- To do
Set down, word for word, the stretch of the piece on mindset in motherhood from "There are so" through "the way I was.".
=== Document extract ===
Mindset is everything, how you see your life is how you’ll live your life.
I’ll say it a thousand times because I believe so fervently in the truth that our mindsets determine our whole life. We will all experience so much good in our lives but also so much pain, that’s inevitable, but the way we decide to reflect and view our lives is the difference between a happy person and a miserable person.
Every mom has a hard time from the moment she becomes a mother to the moment she takes her last breath. Motherhood is difficult a lot of the time, every time we feel like we’ve mastered this stage, everything changes again, and again, and again. No mom has it easy. No child is perfectly behaved all the time. Through all the chaos that comes with motherhood, some moms seem to actually be happy, how is that?
The “happy moms” are the ones who have their mindsets in the right place. These are the moms who choose to focus their attention on all the things that are going right, they give energy to the positive thinking and behavior, and they always practice an attitude of gratitude – even when disaster strikes. You can be one of the happy moms too, and it’s not about changing your schedule, screen time, or meal prepping… It’s all about how you choose to see your world.
Choosing gratitude, all the time
When we get into the habit of practicing gratitude all the time, we really do begin to see blessings everywhere we look. When the blessings begin to look bigger, the burdens begin to shrink in comparison.
For the last few months, I’ve been stepping away from chaotic moments at home. When the kids start to fight, they get really high energy or start throwing tantrums, I’ve been stepping into the other room and practicing gratitude. It starts with a pause, then deep breathing, and finally I think of some of the things I am grateful for specifically about whoever/whatever is stressing me out at the moment.
When my kids start fighting or throwing tantrums, I immediately begin thinking of all the things I love about my kids, how I’m grateful to get to stay home with them all day, how much I absolutely love them and would feel such a pain and emptiness if anything were to happen to them.
It’s been only a few months of practicing this, and it’s become a knee-jerk reaction. A couple weeks ago my youngest climbed up on the kitchen counter and broke the coffee carafe. I didn’t feel angry, I didn’t feel sad, I felt love and gratitude. I ran to him, I picked him up and held him close, I told him how much I loved him and appreciated him. I safely set him in the living room while I went and cleaned up the broken glass. As I cleaned the mess, I thought about how had this happened a year ago, I know I would have yelled, maybe even cried, but because I’ve made gratitude a habit when things go wrong, that’s what I felt this time.
Minimizing fears and failures, visualize the worst case scenario, and walk it out.
There are so many blessings in our lives that we too often take for granted. It’s easy to forget how blessed we are when the burdens seem so big. Burdens like fear, failure, stress, or pain. Gratitude works to make our blessings appear bigger, but how do we make our burdens smaller?
One method I learned from a past therapist of mine has been to walk out the worst case scenario. I was experiencing a lot of fears about how I was parenting, I felt like I wasn’t good enough to be the mother to my children and I feared that I was screwing up their childhoods and going to cause them to need therapy in the future. My therapist had me walk out my fear and visualize exactly what might happen if I kept parenting the way I was.
=== Data for review ===
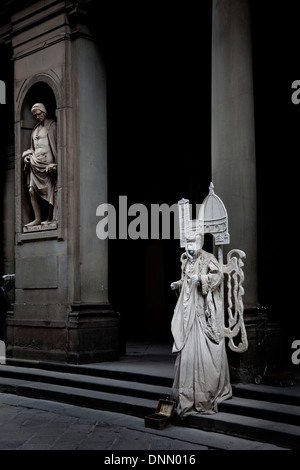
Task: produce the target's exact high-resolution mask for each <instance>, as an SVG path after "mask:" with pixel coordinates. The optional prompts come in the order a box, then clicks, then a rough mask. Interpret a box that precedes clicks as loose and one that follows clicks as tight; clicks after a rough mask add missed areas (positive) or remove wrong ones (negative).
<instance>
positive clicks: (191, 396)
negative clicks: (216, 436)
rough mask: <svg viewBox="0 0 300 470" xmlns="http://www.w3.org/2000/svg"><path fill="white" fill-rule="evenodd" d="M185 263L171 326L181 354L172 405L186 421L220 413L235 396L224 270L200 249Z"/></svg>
mask: <svg viewBox="0 0 300 470" xmlns="http://www.w3.org/2000/svg"><path fill="white" fill-rule="evenodd" d="M181 262H182V276H181V280H180V281H178V282H177V283H175V284H177V286H176V287H178V288H179V289H180V295H179V298H178V302H177V305H176V307H175V311H174V316H173V319H172V325H171V329H172V334H173V338H174V345H173V352H175V353H178V356H177V359H176V363H175V378H174V383H173V388H172V399H173V400H175V401H176V403H177V409H176V411H177V414H178V415H179V416H180V417H181V418H185V417H186V416H187V415H188V414H190V413H193V412H200V413H214V412H217V411H218V404H219V403H220V402H221V401H223V400H226V399H227V398H230V397H231V396H232V389H231V385H230V376H229V367H228V361H227V355H226V351H225V341H224V312H223V299H222V290H221V284H222V282H223V273H222V269H221V266H220V265H219V263H218V261H217V260H216V258H215V257H214V256H213V255H212V254H210V253H207V252H206V251H203V250H201V249H200V250H198V251H197V252H196V255H195V256H194V257H191V256H190V255H189V253H188V251H187V252H186V253H183V255H182V256H181ZM192 277H193V278H192ZM191 278H192V279H191ZM173 288H174V287H173Z"/></svg>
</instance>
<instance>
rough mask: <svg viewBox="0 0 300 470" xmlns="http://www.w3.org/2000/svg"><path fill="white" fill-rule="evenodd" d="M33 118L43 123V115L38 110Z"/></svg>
mask: <svg viewBox="0 0 300 470" xmlns="http://www.w3.org/2000/svg"><path fill="white" fill-rule="evenodd" d="M34 116H35V118H36V119H37V120H38V121H39V122H40V123H43V122H44V121H45V114H44V113H43V112H42V111H40V110H38V111H37V112H36V113H35V115H34Z"/></svg>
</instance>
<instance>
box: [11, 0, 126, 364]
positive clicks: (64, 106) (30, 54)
mask: <svg viewBox="0 0 300 470" xmlns="http://www.w3.org/2000/svg"><path fill="white" fill-rule="evenodd" d="M81 3H82V2H78V5H77V6H76V8H75V7H73V5H72V4H69V2H65V1H61V2H59V1H54V0H46V1H40V2H35V3H34V4H33V5H32V6H28V7H24V8H23V9H21V10H19V11H18V12H16V13H14V14H13V16H12V18H11V31H10V33H9V34H8V35H7V40H10V41H11V42H12V48H13V59H14V76H15V273H16V281H15V301H14V305H13V315H10V318H9V319H8V334H9V343H10V346H9V348H8V354H9V355H10V356H13V357H19V358H20V357H22V358H30V359H36V360H40V359H42V360H59V361H70V362H87V361H94V360H110V359H113V360H115V359H116V358H117V357H118V319H117V316H116V313H115V312H114V310H113V308H112V306H111V305H110V304H109V301H108V297H107V295H108V294H107V292H108V291H107V261H108V260H107V241H103V240H99V239H98V238H97V236H96V231H95V228H96V222H97V220H96V208H97V207H98V205H99V204H102V203H104V202H107V143H106V78H105V67H104V64H103V62H102V59H101V54H100V53H99V50H98V47H97V46H96V44H95V43H94V41H93V38H92V37H91V35H90V32H89V30H88V28H87V26H86V24H85V23H86V21H85V18H86V15H85V11H84V9H83V8H82V7H81ZM37 102H39V103H44V104H45V106H46V108H47V110H48V113H49V117H51V118H55V119H56V121H57V153H58V155H57V184H56V193H55V212H54V221H53V223H52V224H50V225H48V226H36V227H31V228H30V229H28V228H26V227H25V225H26V224H27V223H28V222H29V221H30V220H32V208H31V204H30V199H29V195H28V188H27V185H26V178H25V176H24V171H23V162H22V157H21V156H22V152H23V151H24V150H26V149H28V148H29V147H30V136H31V132H32V128H33V126H34V124H35V123H34V119H33V117H32V115H31V113H30V109H31V106H32V105H33V104H34V103H37Z"/></svg>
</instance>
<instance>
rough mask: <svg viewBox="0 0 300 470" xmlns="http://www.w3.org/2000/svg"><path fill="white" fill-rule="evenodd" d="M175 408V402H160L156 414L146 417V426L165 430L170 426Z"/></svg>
mask: <svg viewBox="0 0 300 470" xmlns="http://www.w3.org/2000/svg"><path fill="white" fill-rule="evenodd" d="M174 408H175V402H174V401H171V400H159V401H158V405H157V408H156V411H155V413H152V414H150V415H147V416H145V418H144V420H145V426H146V427H147V428H152V429H165V428H166V427H167V426H169V425H170V422H171V417H172V416H173V413H174Z"/></svg>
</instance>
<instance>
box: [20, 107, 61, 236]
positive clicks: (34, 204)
mask: <svg viewBox="0 0 300 470" xmlns="http://www.w3.org/2000/svg"><path fill="white" fill-rule="evenodd" d="M31 112H32V114H33V116H35V117H36V119H37V120H38V123H37V125H36V126H35V127H34V129H33V132H32V135H31V148H30V149H29V150H26V151H25V152H23V155H22V157H23V158H24V170H25V171H26V172H27V173H28V177H27V183H28V187H29V194H30V198H31V204H32V208H33V211H34V220H33V221H32V222H30V223H28V224H27V225H25V227H32V226H35V225H40V224H43V225H46V224H49V223H50V222H51V221H52V219H53V209H54V192H55V180H56V172H57V165H56V158H57V143H56V123H55V121H54V120H52V119H48V118H47V110H46V108H45V106H44V105H43V104H42V103H36V104H34V105H33V106H32V108H31ZM40 198H42V199H44V200H45V201H47V203H48V205H49V212H48V218H47V220H45V221H43V222H42V210H41V200H40Z"/></svg>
===
- Answer for this exercise
There are so many blessings in our lives that we too often take for granted. It’s easy to forget how blessed we are when the burdens seem so big. Burdens like fear, failure, stress, or pain. Gratitude works to make our blessings appear bigger, but how do we make our burdens smaller?
One method I learned from a past therapist of mine has been to walk out the worst case scenario. I was experiencing a lot of fears about how I was parenting, I felt like I wasn’t good enough to be the mother to my children and I feared that I was screwing up their childhoods and going to cause them to need therapy in the future. My therapist had me walk out my fear and visualize exactly what might happen if I kept parenting the way I was.